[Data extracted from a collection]

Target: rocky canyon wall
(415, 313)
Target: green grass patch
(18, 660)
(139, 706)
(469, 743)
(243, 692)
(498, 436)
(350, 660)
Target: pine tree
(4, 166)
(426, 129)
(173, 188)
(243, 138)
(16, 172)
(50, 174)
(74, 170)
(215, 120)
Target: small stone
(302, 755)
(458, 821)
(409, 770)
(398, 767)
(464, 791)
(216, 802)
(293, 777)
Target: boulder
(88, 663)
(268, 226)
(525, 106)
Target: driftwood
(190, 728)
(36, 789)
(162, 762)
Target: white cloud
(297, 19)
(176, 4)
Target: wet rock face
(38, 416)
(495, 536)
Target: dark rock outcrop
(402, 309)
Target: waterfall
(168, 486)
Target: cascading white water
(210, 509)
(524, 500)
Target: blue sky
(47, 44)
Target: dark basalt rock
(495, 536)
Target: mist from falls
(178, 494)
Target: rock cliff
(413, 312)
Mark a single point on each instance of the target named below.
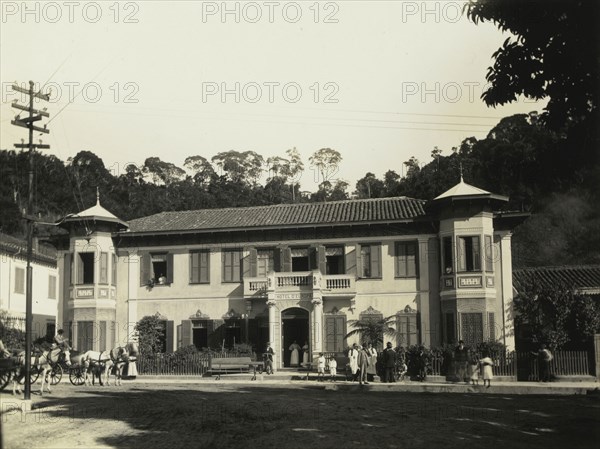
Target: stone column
(423, 286)
(317, 324)
(275, 343)
(508, 325)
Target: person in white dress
(372, 369)
(353, 361)
(486, 364)
(295, 356)
(305, 354)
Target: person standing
(295, 356)
(332, 368)
(305, 354)
(60, 341)
(268, 359)
(321, 367)
(364, 360)
(353, 361)
(389, 363)
(544, 358)
(461, 361)
(486, 366)
(372, 369)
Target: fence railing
(524, 365)
(173, 364)
(564, 363)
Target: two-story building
(293, 272)
(13, 285)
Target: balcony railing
(330, 285)
(286, 280)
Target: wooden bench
(234, 364)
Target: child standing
(474, 369)
(320, 367)
(332, 368)
(486, 367)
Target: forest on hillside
(520, 158)
(547, 163)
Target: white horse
(42, 364)
(114, 359)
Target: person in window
(60, 340)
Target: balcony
(338, 285)
(332, 285)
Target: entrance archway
(294, 328)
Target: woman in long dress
(486, 363)
(295, 357)
(305, 354)
(372, 369)
(353, 361)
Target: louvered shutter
(145, 270)
(186, 333)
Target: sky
(378, 81)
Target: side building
(294, 272)
(13, 285)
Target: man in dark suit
(389, 363)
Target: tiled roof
(583, 278)
(283, 215)
(14, 245)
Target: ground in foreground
(231, 416)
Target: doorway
(295, 328)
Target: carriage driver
(60, 340)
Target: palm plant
(372, 329)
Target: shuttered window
(19, 280)
(199, 267)
(370, 261)
(406, 259)
(265, 262)
(103, 268)
(231, 265)
(489, 254)
(471, 328)
(469, 254)
(408, 332)
(51, 287)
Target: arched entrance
(294, 328)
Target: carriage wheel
(54, 376)
(77, 376)
(32, 378)
(4, 379)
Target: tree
(370, 187)
(327, 162)
(200, 169)
(553, 55)
(162, 172)
(245, 167)
(373, 330)
(555, 314)
(150, 332)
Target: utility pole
(34, 116)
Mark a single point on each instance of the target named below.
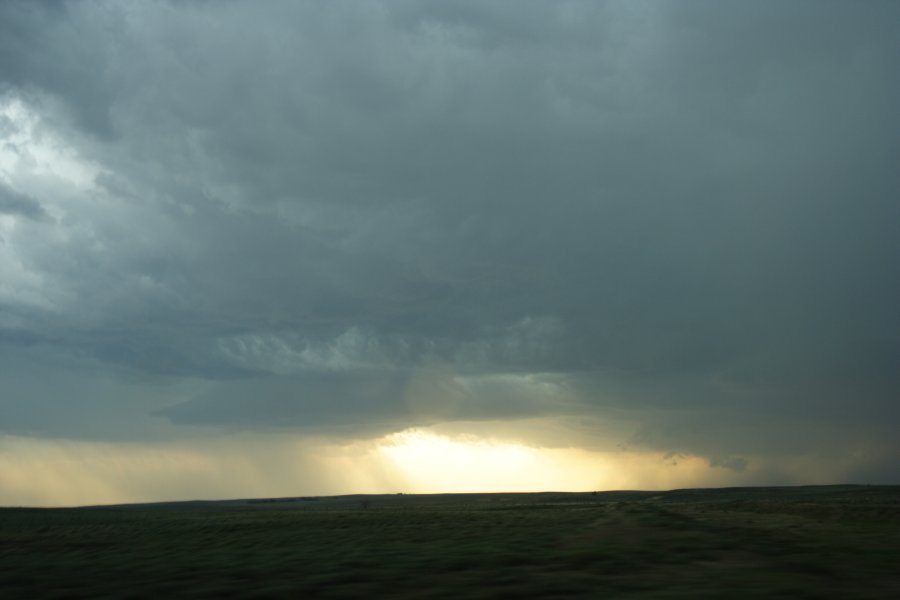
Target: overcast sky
(244, 232)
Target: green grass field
(803, 542)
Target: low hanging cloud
(675, 224)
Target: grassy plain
(797, 542)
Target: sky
(285, 248)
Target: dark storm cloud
(15, 203)
(685, 210)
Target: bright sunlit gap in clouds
(42, 472)
(434, 463)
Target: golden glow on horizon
(47, 472)
(435, 463)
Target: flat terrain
(798, 542)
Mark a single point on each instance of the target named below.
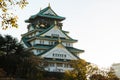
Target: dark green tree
(17, 61)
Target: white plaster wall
(31, 28)
(65, 44)
(57, 69)
(49, 12)
(116, 67)
(59, 50)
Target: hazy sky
(95, 23)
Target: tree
(78, 72)
(17, 61)
(104, 75)
(7, 18)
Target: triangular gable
(49, 12)
(59, 52)
(56, 32)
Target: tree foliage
(18, 62)
(78, 72)
(7, 17)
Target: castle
(46, 39)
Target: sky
(94, 23)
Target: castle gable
(59, 52)
(55, 32)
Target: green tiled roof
(24, 39)
(74, 50)
(41, 14)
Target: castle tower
(46, 39)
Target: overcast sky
(94, 23)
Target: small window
(55, 35)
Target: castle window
(51, 42)
(68, 44)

- _TASK DETAILS_
Give every line back word for word and leave the pictures out.

- _RESPONSE TO THIS TASK_
Target: rocky canyon wall
(415, 313)
Target: green grass patch
(18, 660)
(139, 706)
(469, 743)
(243, 692)
(498, 436)
(350, 660)
Target: pine tree
(4, 166)
(426, 129)
(173, 188)
(243, 138)
(16, 172)
(50, 174)
(74, 170)
(215, 120)
Target: small stone
(302, 755)
(458, 821)
(409, 770)
(398, 767)
(464, 791)
(216, 802)
(293, 777)
Target: boulder
(88, 663)
(268, 226)
(525, 106)
Target: driftwood
(190, 728)
(36, 789)
(162, 762)
Target: white cloud
(297, 19)
(176, 4)
Target: wet rock face
(38, 416)
(495, 536)
Target: dark rock outcrop
(402, 309)
Target: waterfall
(168, 486)
Target: cascading white water
(210, 509)
(524, 500)
Target: blue sky
(47, 44)
Target: dark basalt rock
(495, 536)
Target: mist from falls
(178, 494)
Target: rock cliff
(413, 312)
Mark a single point on each instance of the target named below.
Target: stone column
(423, 286)
(317, 324)
(275, 343)
(508, 325)
Target: person in white dress
(372, 369)
(353, 361)
(486, 364)
(295, 356)
(305, 354)
Target: person standing
(295, 356)
(332, 368)
(305, 354)
(60, 341)
(268, 359)
(321, 367)
(364, 360)
(353, 361)
(389, 363)
(544, 358)
(461, 361)
(486, 366)
(372, 369)
Target: fence railing
(524, 365)
(173, 364)
(564, 363)
Target: two-story building
(293, 272)
(13, 285)
Target: balcony railing
(330, 285)
(286, 280)
Target: wooden bench
(234, 364)
Target: child standing
(474, 369)
(320, 367)
(332, 368)
(486, 367)
Target: forest on hillside
(520, 158)
(547, 163)
Target: white horse
(42, 364)
(114, 359)
Target: person in window
(60, 340)
Target: balcony
(338, 285)
(332, 285)
Target: entrance archway
(294, 328)
Target: woman in long dress
(486, 363)
(295, 357)
(305, 354)
(372, 369)
(353, 361)
Target: louvered shutter
(145, 270)
(186, 333)
Target: sky
(378, 81)
Target: side building
(294, 272)
(13, 285)
Target: man in dark suit
(389, 363)
Target: tiled roof
(583, 278)
(283, 215)
(14, 245)
Target: ground in foreground
(231, 416)
Target: doorway
(295, 328)
Target: carriage driver
(60, 340)
Target: palm plant
(372, 329)
Target: shuttered window
(19, 280)
(199, 267)
(370, 261)
(406, 259)
(265, 262)
(103, 268)
(231, 265)
(489, 254)
(471, 328)
(469, 254)
(408, 332)
(51, 287)
Target: arched entrance
(294, 328)
Target: carriage wheel
(54, 376)
(77, 376)
(32, 378)
(4, 379)
Target: tree
(370, 187)
(327, 162)
(200, 169)
(553, 55)
(162, 172)
(245, 167)
(373, 330)
(555, 314)
(150, 332)
Target: utility pole
(34, 116)
Mark a single point on each instance of the target named below.
Target: overcast sky
(244, 232)
Target: green grass field
(803, 542)
Target: low hanging cloud
(675, 224)
Target: grassy plain
(797, 542)
Target: sky
(285, 248)
Target: dark storm cloud
(15, 203)
(685, 210)
Target: bright sunlit gap in clouds
(42, 472)
(434, 463)
Target: golden glow on horizon
(47, 472)
(435, 463)
Target: flat terrain
(798, 542)
Mark a single point on each instance of the target named below.
Target: dark green tree
(17, 61)
Target: white plaster wall
(31, 28)
(65, 44)
(57, 69)
(49, 12)
(116, 67)
(59, 50)
Target: hazy sky
(95, 23)
Target: tree
(78, 72)
(17, 61)
(104, 75)
(7, 18)
Target: triangular gable
(49, 12)
(59, 52)
(56, 32)
Target: tree foliage
(18, 62)
(78, 72)
(7, 17)
Target: castle
(46, 39)
Target: sky
(94, 23)
Target: castle gable
(59, 52)
(55, 32)
Target: green tiled roof
(24, 39)
(74, 50)
(41, 14)
Target: castle tower
(46, 39)
Target: overcast sky
(94, 23)
Target: small window
(55, 35)
Target: castle window
(51, 42)
(68, 44)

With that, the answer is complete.